[What to do]
Scan the records for the line containing "Where can the white mug"; extract it and all later lines, verbatim, through the end, and nothing before it.

[Record set]
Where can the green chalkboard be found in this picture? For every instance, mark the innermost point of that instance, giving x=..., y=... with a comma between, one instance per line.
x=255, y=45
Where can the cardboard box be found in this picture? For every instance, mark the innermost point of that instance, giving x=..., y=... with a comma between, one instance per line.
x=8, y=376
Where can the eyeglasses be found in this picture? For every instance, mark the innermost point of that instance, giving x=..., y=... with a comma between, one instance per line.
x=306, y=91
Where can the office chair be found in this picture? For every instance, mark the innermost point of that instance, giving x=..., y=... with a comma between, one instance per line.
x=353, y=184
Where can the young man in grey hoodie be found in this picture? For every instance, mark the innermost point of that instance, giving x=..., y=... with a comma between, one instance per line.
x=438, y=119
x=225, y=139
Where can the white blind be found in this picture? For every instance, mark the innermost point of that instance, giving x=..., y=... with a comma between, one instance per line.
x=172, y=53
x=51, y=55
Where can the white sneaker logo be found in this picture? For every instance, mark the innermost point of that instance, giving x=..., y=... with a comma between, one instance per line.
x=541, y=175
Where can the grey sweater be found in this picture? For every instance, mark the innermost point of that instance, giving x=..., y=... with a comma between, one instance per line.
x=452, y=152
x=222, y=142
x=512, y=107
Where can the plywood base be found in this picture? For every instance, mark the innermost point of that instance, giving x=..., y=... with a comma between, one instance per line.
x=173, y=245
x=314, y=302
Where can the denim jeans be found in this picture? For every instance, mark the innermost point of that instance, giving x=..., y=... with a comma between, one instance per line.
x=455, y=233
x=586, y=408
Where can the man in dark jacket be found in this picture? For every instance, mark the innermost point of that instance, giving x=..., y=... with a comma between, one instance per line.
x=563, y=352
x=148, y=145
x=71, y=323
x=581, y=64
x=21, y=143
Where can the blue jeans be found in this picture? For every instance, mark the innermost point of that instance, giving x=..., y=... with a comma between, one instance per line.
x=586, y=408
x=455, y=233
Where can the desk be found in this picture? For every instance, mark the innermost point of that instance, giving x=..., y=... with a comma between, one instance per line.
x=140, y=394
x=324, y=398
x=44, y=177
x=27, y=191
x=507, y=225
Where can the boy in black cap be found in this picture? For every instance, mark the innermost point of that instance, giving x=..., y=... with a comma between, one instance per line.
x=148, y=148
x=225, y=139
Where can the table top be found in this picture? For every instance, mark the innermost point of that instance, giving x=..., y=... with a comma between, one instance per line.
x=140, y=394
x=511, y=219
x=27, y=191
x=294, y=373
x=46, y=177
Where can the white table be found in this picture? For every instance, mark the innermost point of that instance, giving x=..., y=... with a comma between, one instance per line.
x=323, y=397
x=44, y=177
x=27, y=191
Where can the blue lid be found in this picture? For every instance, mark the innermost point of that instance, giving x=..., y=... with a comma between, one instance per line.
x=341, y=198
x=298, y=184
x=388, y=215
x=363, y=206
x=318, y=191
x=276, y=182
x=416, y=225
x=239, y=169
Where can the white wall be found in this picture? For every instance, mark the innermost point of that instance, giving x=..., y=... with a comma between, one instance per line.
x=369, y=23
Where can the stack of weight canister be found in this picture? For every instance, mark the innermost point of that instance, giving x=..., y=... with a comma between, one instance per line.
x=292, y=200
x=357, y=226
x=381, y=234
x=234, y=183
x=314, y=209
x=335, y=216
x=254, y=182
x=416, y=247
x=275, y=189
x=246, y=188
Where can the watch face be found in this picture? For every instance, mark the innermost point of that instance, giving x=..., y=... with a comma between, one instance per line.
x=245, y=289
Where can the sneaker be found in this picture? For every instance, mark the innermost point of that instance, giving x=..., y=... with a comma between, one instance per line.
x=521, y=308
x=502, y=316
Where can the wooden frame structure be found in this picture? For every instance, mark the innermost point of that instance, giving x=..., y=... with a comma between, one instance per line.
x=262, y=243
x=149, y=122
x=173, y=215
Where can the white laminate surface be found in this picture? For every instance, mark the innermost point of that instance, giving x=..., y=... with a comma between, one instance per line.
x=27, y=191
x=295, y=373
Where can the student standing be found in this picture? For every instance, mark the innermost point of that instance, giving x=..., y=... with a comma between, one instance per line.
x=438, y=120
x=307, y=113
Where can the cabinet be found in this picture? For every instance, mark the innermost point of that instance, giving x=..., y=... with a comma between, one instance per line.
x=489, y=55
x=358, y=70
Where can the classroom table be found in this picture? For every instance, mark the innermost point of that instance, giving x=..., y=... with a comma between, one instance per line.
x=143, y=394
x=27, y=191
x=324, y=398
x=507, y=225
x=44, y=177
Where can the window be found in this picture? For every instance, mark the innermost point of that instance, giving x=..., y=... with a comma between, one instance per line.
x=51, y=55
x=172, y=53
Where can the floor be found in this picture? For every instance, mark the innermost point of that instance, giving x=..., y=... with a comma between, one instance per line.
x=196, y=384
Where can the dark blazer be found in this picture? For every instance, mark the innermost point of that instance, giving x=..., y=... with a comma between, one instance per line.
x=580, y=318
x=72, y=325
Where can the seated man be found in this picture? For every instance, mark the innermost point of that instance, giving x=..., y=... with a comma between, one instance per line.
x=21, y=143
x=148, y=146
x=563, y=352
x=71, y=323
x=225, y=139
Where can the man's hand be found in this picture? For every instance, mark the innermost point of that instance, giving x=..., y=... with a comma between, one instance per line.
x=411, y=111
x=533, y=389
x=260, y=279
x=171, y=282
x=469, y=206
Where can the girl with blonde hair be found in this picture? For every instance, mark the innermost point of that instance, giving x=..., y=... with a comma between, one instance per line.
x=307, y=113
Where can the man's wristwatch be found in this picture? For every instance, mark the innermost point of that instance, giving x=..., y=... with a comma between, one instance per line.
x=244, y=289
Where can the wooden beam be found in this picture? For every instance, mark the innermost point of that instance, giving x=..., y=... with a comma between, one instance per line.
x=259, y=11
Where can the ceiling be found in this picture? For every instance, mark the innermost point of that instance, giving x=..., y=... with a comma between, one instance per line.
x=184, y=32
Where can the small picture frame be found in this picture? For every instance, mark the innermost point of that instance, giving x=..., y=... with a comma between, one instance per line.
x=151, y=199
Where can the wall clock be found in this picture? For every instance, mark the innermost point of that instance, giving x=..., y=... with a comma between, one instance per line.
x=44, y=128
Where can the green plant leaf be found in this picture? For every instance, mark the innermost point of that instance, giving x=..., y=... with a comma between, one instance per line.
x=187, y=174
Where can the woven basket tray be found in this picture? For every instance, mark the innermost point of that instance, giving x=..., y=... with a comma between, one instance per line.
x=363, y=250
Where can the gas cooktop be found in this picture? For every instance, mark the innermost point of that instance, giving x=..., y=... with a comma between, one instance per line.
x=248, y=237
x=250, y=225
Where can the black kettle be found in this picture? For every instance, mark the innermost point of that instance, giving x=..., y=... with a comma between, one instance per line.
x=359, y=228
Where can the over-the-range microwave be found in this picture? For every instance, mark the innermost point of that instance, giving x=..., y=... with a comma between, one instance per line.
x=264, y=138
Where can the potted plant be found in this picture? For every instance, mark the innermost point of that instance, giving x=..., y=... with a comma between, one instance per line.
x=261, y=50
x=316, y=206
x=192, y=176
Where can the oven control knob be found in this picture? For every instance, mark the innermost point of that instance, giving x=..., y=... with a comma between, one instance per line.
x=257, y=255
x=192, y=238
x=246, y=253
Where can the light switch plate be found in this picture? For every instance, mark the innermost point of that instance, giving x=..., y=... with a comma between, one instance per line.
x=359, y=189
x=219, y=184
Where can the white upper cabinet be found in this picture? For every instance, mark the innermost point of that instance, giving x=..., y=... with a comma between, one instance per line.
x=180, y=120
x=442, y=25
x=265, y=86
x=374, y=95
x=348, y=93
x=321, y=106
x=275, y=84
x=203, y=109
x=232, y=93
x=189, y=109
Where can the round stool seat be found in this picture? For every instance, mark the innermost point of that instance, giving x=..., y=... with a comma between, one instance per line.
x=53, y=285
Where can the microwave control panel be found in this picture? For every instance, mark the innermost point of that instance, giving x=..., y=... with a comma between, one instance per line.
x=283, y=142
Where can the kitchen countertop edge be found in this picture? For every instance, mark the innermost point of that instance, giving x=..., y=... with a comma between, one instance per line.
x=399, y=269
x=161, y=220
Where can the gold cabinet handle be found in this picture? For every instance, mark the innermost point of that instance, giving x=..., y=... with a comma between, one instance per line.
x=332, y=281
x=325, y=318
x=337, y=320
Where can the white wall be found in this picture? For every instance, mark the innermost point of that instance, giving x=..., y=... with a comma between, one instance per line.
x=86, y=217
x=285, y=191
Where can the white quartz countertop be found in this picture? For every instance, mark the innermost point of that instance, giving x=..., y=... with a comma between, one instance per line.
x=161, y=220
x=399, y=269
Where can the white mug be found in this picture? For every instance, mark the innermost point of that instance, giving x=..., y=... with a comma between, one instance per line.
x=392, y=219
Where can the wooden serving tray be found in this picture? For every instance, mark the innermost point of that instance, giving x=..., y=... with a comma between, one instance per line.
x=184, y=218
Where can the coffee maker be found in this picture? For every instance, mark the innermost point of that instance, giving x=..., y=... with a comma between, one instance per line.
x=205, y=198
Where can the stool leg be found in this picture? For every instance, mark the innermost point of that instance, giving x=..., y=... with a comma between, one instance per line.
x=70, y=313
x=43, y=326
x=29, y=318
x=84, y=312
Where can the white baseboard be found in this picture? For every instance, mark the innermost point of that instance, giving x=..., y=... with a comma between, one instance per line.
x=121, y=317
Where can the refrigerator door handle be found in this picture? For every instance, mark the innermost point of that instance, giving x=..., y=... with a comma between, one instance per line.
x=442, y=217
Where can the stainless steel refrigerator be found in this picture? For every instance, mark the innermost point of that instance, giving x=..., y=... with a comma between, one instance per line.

[Task output]
Where can the white mug be found in this picture? For every instance, mark the innermost point of that instance, giving x=..., y=... with a comma between, one instance per line.
x=392, y=219
Where can the wooden serving tray be found in this picture? For every instance, mark the innermost point of that instance, giving x=..., y=... with a comma between, one instance per line.
x=184, y=218
Where can the coffee maker be found in this picture? For every instance, mark the innermost point of that instance, giving x=..., y=... with a comma between, one instance per line.
x=205, y=198
Where can the stool leg be found in this picture? For every instance, mark the innermost point of that instance, giving x=..., y=... with a comma between, one instance per line.
x=70, y=313
x=43, y=326
x=29, y=318
x=84, y=312
Where can the white baseboard be found in this picture? For every instance, mark the innermost point of that instance, giving x=..., y=... with a comma between, one instance per line.
x=121, y=317
Where can the refrigerator door handle be found in this picture? For every instance, mark the innermost point of that instance, giving x=..., y=... with a comma between, one instance per line.
x=442, y=217
Where can the stainless steel refrigerator be found in this picture? For every instance, mark the innermost point of that instance, giving x=..., y=... with a comma between, one instance per line.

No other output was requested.